--- start of DOCUMENT SEGMENT ---

Hi,
I really have to push back on a couple of points
here:
- The idea that all of the dependencies¹ of openssh are audited, let
alone well audited. Unless you know this to be the case, I think
it's very unlikely that anyone has been paying attention, because
having nobody to pay attention is the norm.
- That this is somehow a systemd issue. All of the code in every .so
below can do stuff as root inside the address space of the sshd
process.
Agreed.
What makes sshd different is that it's run almost
everywhere (hugely
attractive target) and it's often exposed to the whole Internet
(hugely attractive target) and a lot of it runs as root.
Yes: this is a worrying attack surface for sure.
I'm sure there have been a few holes over the years but only this current
attack and the ssh-1 break really stick in my mind as being major, major
problems. So my feeling is that the track record is pretty good over the
long term, even compared to other software in the same class.

--- end of DOCUMENT SEGMENT ---

PROBLEMS —
1. In the mailing-list message on sshd security, which two attacks does the writer remember as major problems?
2. Extend the mailing-list message on sshd security, picking up after its last sentence.

--- start of MATERIAL PROVIDED ---

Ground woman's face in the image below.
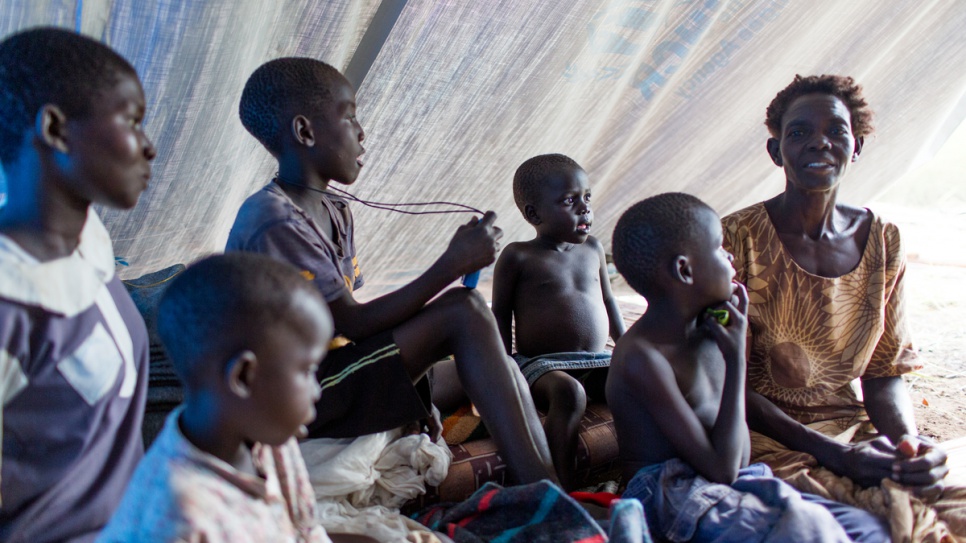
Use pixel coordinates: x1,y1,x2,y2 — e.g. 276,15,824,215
768,94,862,192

--- end of MATERIAL PROVIDED ---

ANSWERS TO THE EXERCISES —
1. The current attack and the ssh-1 break.

2.
However, it's also true that as sshd gets bigger and bigger the attack
surface slowly increases too.
It would be a shame to have to hide the service behind some other service.
It would be similar-but-different to the inconvenience of running sshd on a
weird port (which I do for my machine, but is generally unacceptable for a
public service for lots of reasons to numerous to include here).
A few questions:
Do you know how available different options such as VPNs, etc are from
behind common firewall and NAT configurations? We know that HTTP(S) is
available almost everywhere, and I imagine sshd is a close second. But lots
of other services are frequently filtered by providers and I (for one)
don't know the likelyhood of various other options being available in which
places.
Do you have a feel for whether people in general are starting to think that
ssh is not suitable for direct exposure to the Internet? If this feeling is
mounting then it's probably best to follow suit. Of course, there are
always the risk averse who always use bastion hosts, but there has always
been a hard-core of (especially) FOSS and academic people who have a risk
profile that allows it.
Do you have some more detail about the threat model you're trying to
protect against?
A suggestion regarding bastion hosts:
(Just an idea for discussion; not really fully formed yet)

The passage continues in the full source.